The expected output is the complete listing, copied exactly.
(Beginning of RECORDS TO PROCESS)
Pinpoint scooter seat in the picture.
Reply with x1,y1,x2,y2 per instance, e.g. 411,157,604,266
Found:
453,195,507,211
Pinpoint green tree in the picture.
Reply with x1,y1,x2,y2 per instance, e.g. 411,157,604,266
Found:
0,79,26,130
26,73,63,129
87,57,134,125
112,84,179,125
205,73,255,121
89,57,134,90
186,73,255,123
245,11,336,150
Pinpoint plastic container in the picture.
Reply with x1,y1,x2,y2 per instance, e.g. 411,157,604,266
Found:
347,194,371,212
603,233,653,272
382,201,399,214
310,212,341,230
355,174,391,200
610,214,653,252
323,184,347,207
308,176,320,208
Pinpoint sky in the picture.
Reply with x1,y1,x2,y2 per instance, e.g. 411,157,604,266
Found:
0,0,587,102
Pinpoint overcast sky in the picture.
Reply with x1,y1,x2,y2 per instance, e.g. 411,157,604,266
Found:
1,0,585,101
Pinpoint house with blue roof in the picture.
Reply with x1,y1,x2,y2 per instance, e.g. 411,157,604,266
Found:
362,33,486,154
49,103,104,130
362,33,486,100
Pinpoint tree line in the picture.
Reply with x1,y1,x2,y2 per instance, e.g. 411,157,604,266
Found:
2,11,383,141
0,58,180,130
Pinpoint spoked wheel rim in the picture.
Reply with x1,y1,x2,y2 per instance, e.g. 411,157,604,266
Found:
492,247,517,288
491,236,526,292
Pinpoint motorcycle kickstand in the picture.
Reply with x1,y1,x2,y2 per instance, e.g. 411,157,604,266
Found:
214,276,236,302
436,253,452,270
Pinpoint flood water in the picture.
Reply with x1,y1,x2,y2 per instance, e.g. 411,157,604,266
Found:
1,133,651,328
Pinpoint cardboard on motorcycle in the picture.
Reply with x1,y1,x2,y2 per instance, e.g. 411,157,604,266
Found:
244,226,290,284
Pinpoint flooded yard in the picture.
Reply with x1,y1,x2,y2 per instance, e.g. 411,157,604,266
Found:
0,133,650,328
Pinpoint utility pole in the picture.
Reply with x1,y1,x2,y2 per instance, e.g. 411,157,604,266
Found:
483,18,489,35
(End of RECORDS TO PROCESS)
= TASK RESPONSE =
Pinpoint scooter seat in the picture.
Reply with x1,y1,x2,y2 per instance, e.g. 411,157,604,266
Found:
453,195,507,211
Pinpoint green tree in the picture.
Reply with x1,y1,x2,y2 per instance, e.g. 411,157,604,266
Found:
0,79,26,130
26,73,63,129
87,57,134,125
112,84,179,125
205,73,255,121
89,57,134,90
186,73,255,123
245,11,336,150
Pinpoint plastic container in the picture.
Reply with x1,y1,x2,y2 per instance, e.g. 411,157,604,266
Found:
347,194,371,212
603,233,653,272
382,201,399,214
310,212,341,230
355,174,391,200
610,214,653,252
323,184,347,207
308,176,320,208
Pinpoint sky in the picture.
Reply with x1,y1,x2,y2 per instance, e.g. 411,157,604,266
Found:
0,0,587,102
Pinpoint overcast sky in the picture.
Reply with x1,y1,x2,y2 per instance, e.g. 411,157,604,266
Found:
1,0,585,101
Pinpoint house with blue roof in the picture.
Reply with x1,y1,x2,y2 per instance, e.g. 411,157,604,266
Found:
362,33,486,154
49,103,104,130
362,33,486,100
Pinpoint tree line in the picture.
Reply with x1,y1,x2,y2 per instance, e.g. 411,157,604,266
Found:
2,11,383,141
0,58,180,130
Pinpoint spoked wheel rim in the picture.
Reply with x1,y1,x2,y2 per instance, e.g. 411,157,604,266
Found:
492,247,517,288
491,236,526,292
Pinpoint motorcycle kickstand in the picture.
Reply with x1,y1,x2,y2 per instance, e.g. 411,157,604,266
Found:
214,276,236,302
436,253,452,270
Pinpoint flood water in the picture.
Reply with x1,y1,x2,y2 per instance, e.g. 411,157,604,266
Found:
1,133,651,328
Pinpoint cardboard on motorcycle in the picture.
Reply with x1,y1,x2,y2 per instance, e.g. 411,157,604,266
Found:
244,226,290,284
Pinpoint flooded yard in the picture.
Reply with x1,y1,x2,y2 per instance, e.g. 411,157,604,266
Found:
0,133,650,328
Pinpoint utility pole in the picture.
Reply with x1,y1,x2,y2 per instance, e.g. 411,157,604,266
Found:
483,18,489,35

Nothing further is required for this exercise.